- SHORT EXERCISE:
Find each line in the records below that contains the word "distant" and copy those lines out in full.

- PROVIDED MATERIAL:
*-*-*

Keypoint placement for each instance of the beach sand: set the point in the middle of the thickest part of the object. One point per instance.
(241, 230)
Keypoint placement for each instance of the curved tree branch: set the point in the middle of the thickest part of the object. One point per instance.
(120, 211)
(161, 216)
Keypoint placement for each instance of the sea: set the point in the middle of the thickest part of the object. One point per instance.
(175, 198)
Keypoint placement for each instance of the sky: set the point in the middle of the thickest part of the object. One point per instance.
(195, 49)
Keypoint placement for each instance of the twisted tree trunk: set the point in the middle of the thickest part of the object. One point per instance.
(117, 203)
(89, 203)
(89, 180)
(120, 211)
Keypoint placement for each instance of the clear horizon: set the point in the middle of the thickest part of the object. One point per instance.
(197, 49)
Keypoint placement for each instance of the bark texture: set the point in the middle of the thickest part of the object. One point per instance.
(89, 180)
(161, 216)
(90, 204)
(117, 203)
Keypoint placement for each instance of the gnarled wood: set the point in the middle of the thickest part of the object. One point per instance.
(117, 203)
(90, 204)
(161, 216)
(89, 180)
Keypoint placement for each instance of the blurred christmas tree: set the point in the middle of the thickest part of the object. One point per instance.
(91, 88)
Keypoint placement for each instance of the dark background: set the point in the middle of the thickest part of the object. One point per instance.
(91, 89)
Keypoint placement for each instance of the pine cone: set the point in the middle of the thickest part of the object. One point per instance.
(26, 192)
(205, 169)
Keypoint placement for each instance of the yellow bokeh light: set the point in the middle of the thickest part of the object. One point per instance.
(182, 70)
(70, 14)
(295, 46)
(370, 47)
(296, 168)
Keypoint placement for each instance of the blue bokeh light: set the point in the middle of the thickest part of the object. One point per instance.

*-*-*

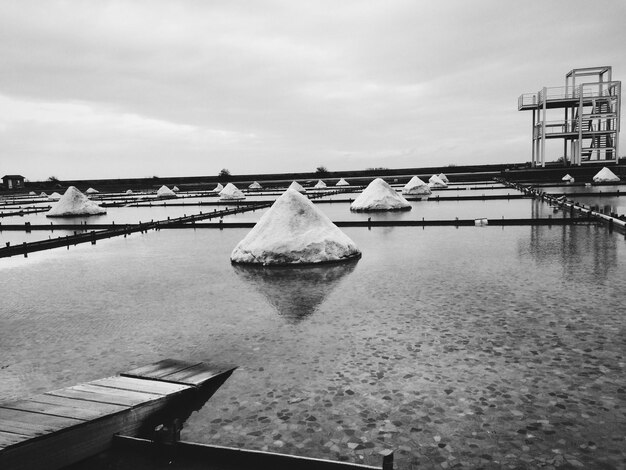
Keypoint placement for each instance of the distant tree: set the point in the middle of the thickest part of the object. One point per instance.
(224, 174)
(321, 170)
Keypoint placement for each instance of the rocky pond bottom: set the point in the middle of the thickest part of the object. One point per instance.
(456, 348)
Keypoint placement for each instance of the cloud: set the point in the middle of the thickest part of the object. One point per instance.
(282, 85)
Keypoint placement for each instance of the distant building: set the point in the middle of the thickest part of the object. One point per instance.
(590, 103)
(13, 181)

*-*-*

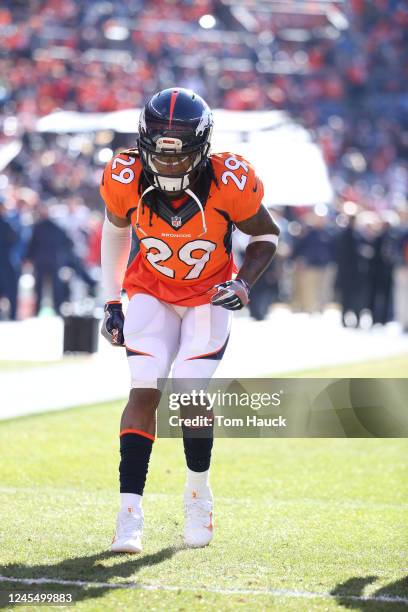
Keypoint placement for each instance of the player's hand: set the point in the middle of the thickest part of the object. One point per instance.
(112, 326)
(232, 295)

*-*-*

- CORRECT OUTPUT:
Keypoint placement for each instance of the distant tree: set the point in the middle of the thickest part of the object. One point per instance.
Keypoint placement for each instance of the distant building: set the point in the middle of the thickest part of the object. One point per instance.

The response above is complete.